> PASSAGE:
September 13, 2023
I've been fortunate to know Jim Keefe since about 2007 or 2008 first on the comicon.com untamed message board, where he dove in and brought expertise to the few serious discussions, and later he visited and ended up guesting at Minnesota's Fall and Spring Con's. He'd often buy my latest work, and that of course makes him an extra special friend. I was humbled that he'd do so. For years I badgered him for an interview, and am happy to present this collection of my questions and his answers.
For those few who don't know your work, please share with my readers how you entered the comic world, and where you went in the beginning.
Growing up in Minneapolis I tried some of the local art schools, but it just wasn't a good fit. This was the early 1980s when comic art and cartooning were generally looked down upon at an academic level. What gave me some hope was an interview in the Comics Journal with comic book artists Steve Bissette and John Totleben who were working on Swamp Thing (with writer Alan Moore). They mentioned a new school for cartooning that had opened a decade prior called the Joe Kubert School. That they had gone there was all the recommendation I needed. I applied and ended up being accepted.
At the same time I graduated from the Kubert School, King Features was shopping around for a colorist for their Comic Art Department. They called around for applicants to neighboring art schools and the Joe Kubert School was one of them. Joe Kubert recommended me and two other graduates for the position, and long story short I got the job.

Source data
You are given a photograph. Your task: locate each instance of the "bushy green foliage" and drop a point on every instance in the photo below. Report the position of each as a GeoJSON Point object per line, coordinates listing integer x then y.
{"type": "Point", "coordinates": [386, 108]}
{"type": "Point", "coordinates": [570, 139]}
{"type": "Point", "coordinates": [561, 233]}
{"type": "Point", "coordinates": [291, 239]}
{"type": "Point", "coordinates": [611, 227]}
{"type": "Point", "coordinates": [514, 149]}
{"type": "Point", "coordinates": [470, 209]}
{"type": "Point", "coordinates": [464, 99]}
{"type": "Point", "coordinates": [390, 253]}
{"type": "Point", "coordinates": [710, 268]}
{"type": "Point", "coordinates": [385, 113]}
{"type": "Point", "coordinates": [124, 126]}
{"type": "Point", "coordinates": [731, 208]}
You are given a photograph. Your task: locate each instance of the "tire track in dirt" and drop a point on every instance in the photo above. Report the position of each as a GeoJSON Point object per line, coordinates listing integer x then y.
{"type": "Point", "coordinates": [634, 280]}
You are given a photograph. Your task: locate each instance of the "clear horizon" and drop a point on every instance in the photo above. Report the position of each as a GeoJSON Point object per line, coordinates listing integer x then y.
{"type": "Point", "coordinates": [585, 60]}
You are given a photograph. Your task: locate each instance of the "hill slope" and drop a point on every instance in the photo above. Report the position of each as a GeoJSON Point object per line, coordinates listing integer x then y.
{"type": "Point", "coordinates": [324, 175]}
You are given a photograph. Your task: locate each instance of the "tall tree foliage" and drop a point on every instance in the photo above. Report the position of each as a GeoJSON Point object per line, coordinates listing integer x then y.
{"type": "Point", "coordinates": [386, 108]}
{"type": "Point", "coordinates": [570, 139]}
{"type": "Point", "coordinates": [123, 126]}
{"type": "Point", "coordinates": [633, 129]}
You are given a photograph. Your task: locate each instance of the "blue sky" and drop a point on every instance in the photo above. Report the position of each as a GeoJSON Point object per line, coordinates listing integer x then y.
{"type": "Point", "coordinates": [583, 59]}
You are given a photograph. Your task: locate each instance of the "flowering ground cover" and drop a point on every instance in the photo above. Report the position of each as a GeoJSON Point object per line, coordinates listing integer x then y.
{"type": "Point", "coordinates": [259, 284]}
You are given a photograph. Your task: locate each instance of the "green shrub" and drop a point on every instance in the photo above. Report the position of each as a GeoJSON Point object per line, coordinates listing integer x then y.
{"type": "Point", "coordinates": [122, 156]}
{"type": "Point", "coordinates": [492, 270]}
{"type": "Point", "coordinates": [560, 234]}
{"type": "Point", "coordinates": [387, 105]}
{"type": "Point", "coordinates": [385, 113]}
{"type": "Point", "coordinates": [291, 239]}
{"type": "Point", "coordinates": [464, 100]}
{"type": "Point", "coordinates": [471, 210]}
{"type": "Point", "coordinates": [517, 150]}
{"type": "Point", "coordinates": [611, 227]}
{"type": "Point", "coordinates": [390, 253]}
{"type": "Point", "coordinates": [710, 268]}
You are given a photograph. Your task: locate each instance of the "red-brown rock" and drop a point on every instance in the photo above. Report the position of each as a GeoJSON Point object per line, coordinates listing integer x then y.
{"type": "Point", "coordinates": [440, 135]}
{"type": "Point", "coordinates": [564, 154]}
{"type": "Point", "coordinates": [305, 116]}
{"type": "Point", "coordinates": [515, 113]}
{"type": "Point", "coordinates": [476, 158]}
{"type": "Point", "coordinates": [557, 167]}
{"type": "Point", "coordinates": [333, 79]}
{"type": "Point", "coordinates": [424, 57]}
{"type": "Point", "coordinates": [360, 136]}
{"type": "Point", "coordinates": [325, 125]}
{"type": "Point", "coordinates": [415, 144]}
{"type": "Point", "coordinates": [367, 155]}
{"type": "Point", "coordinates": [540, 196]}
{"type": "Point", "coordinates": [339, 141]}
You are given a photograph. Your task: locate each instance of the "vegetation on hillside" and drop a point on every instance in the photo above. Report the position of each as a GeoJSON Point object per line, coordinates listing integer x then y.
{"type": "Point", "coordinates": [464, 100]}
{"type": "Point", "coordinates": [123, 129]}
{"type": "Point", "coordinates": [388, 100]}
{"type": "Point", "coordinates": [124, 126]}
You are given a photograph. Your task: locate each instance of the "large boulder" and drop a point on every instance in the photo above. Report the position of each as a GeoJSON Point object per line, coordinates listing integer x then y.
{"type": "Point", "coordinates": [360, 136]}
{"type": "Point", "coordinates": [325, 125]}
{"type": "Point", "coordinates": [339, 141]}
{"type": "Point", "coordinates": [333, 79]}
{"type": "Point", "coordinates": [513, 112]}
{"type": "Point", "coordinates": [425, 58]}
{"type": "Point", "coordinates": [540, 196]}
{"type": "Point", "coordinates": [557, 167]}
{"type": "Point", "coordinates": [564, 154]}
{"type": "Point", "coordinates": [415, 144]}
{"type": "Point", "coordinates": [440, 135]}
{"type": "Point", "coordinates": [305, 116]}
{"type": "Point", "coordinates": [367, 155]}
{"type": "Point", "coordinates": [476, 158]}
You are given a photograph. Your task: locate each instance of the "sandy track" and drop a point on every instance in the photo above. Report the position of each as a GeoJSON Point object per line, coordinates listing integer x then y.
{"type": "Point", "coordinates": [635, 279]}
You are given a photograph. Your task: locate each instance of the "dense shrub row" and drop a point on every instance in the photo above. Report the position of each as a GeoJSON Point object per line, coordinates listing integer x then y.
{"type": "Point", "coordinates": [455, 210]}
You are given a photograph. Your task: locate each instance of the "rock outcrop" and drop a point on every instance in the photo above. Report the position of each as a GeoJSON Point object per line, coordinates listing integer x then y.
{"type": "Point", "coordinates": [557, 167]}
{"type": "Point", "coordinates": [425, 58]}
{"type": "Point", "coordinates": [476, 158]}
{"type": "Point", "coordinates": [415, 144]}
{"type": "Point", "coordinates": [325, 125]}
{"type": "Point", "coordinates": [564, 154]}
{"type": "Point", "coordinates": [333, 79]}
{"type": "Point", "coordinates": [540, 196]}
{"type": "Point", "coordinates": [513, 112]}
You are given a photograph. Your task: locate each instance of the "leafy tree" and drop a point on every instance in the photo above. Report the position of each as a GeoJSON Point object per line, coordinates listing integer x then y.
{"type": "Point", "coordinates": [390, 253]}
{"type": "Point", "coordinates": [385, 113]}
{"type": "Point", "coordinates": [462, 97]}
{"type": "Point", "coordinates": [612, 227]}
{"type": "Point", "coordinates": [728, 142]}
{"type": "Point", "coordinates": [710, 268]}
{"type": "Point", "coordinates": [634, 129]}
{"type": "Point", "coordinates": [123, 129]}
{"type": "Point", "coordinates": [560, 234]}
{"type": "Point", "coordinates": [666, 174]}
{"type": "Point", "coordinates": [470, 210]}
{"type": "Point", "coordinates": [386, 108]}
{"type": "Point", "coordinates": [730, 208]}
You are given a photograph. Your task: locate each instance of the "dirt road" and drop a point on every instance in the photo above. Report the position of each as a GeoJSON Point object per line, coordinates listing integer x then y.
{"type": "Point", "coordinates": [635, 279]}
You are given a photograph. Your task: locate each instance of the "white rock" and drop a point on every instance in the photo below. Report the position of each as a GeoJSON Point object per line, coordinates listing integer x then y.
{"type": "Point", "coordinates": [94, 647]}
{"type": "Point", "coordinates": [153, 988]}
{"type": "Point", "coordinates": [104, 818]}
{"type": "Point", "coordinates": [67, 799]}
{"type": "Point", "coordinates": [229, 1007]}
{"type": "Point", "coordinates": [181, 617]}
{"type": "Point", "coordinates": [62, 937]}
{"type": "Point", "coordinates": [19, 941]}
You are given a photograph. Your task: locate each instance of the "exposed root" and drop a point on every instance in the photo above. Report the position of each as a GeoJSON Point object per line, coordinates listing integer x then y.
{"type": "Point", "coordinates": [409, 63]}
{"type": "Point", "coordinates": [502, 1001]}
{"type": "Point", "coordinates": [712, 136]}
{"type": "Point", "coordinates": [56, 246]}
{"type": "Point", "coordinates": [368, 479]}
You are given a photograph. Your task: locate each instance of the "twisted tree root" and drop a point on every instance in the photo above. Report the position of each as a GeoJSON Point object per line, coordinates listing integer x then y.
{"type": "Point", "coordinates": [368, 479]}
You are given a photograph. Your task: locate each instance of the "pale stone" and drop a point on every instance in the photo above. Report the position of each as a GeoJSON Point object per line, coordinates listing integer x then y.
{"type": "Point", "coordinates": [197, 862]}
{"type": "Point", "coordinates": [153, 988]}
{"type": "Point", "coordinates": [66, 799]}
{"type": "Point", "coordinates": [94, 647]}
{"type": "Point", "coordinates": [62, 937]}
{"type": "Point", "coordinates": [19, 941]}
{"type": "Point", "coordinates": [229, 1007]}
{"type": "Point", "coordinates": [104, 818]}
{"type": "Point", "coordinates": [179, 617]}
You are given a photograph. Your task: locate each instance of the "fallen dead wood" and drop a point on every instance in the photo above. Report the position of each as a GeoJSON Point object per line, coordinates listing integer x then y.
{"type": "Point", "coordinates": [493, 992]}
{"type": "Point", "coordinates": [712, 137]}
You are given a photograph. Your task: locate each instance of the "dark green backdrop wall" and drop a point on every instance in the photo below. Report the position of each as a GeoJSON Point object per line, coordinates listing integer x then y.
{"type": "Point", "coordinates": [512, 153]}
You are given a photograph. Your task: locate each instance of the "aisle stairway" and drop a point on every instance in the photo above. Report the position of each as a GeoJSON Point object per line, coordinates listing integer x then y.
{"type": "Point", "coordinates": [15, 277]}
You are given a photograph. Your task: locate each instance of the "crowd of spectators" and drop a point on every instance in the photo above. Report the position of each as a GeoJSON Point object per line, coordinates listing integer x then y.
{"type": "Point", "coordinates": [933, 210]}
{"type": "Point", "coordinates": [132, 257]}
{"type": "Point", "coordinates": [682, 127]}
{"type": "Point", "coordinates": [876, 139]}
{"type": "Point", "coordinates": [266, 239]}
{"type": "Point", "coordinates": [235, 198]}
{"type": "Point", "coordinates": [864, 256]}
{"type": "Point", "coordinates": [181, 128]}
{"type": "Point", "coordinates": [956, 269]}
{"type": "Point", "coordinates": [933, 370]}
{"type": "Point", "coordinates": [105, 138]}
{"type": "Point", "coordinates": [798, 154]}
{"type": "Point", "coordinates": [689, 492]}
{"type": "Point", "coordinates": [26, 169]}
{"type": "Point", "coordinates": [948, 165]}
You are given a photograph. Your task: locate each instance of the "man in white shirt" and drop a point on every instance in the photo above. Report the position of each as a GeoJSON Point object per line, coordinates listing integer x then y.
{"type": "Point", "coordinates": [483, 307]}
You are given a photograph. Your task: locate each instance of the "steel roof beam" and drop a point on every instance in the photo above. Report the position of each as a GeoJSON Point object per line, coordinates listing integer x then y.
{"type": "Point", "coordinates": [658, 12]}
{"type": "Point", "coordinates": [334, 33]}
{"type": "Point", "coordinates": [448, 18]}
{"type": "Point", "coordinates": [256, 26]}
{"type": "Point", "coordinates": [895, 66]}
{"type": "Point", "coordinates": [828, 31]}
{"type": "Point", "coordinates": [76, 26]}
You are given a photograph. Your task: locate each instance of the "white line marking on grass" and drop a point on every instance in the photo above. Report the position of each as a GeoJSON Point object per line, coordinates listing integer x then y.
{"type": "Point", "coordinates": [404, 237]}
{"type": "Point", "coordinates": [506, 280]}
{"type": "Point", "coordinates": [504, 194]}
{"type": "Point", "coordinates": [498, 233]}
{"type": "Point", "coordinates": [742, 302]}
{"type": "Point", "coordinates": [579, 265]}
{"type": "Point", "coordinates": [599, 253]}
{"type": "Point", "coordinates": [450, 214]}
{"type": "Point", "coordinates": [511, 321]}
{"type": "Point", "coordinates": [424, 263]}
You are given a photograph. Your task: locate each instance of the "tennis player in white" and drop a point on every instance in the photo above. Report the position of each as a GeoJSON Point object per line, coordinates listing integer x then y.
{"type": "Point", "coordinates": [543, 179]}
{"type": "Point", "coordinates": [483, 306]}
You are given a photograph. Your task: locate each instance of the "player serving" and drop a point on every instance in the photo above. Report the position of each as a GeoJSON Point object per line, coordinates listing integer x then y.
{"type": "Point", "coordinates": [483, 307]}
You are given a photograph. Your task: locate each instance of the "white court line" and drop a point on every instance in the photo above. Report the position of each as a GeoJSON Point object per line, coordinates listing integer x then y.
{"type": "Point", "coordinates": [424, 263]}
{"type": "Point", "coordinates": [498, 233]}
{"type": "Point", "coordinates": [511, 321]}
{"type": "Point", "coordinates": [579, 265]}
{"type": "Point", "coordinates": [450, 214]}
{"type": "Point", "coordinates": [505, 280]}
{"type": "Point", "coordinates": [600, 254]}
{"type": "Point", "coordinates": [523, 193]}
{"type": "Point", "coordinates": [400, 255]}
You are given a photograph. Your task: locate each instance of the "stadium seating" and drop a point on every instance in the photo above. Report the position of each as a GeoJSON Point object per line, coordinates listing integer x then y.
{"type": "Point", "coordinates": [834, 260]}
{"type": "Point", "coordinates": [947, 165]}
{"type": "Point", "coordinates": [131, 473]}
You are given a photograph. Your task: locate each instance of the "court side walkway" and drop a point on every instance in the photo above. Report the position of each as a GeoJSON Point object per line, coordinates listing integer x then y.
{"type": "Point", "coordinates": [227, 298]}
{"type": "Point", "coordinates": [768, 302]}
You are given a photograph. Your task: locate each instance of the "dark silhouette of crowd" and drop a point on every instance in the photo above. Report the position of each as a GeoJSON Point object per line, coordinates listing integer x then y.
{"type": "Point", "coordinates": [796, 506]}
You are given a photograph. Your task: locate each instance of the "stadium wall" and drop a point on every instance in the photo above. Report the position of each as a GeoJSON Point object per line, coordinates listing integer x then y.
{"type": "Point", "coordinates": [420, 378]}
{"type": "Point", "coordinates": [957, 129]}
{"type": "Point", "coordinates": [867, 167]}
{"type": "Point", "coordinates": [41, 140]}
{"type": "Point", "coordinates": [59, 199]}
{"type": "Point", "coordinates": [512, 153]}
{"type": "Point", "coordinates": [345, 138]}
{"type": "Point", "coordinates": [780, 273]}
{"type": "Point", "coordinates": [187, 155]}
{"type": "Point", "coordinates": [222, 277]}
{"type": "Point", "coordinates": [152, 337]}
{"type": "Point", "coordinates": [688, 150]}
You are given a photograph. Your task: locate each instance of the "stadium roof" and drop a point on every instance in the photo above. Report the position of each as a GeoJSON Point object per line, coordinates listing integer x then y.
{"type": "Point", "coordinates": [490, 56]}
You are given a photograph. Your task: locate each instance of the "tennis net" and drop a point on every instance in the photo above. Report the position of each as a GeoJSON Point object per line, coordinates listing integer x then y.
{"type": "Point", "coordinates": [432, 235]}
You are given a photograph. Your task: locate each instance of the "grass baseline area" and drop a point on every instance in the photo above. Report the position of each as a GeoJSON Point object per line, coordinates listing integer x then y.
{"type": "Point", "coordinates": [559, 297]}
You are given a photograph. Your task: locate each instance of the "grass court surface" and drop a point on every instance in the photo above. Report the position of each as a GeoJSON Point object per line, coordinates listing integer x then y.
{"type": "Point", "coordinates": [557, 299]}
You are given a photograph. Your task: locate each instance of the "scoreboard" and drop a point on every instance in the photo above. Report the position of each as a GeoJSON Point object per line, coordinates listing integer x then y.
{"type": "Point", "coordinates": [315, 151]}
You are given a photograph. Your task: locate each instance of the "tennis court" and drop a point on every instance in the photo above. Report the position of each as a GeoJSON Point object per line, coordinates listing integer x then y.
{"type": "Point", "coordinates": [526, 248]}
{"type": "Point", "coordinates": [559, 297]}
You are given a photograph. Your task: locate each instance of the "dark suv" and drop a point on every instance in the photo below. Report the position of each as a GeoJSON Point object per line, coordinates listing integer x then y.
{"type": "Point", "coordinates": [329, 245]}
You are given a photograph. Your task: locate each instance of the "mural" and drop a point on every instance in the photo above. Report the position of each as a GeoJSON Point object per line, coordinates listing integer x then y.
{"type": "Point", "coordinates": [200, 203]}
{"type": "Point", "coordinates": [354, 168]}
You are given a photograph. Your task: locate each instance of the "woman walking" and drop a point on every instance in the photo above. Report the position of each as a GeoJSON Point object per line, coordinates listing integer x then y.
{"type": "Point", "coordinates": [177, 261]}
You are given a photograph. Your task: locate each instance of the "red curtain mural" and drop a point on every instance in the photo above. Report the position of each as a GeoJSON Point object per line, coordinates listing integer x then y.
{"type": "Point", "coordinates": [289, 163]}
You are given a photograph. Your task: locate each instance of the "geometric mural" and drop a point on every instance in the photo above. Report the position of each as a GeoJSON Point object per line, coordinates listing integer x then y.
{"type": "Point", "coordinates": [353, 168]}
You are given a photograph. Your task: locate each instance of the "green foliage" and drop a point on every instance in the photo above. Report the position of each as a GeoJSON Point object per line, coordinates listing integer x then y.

> REQUESTS:
A. Reproduce the part of the Jim Keefe interview that begins at the words "At the same" and stops after the words "got the job.".
B. In the Jim Keefe interview, who recommended him and two other graduates for the colorist position at King Features?

> ANSWERS GIVEN:
A.
At the same time I graduated from the Kubert School, King Features was shopping around for a colorist for their Comic Art Department. They called around for applicants to neighboring art schools and the Joe Kubert School was one of them. Joe Kubert recommended me and two other graduates for the position, and long story short I got the job.

B. Joe Kubert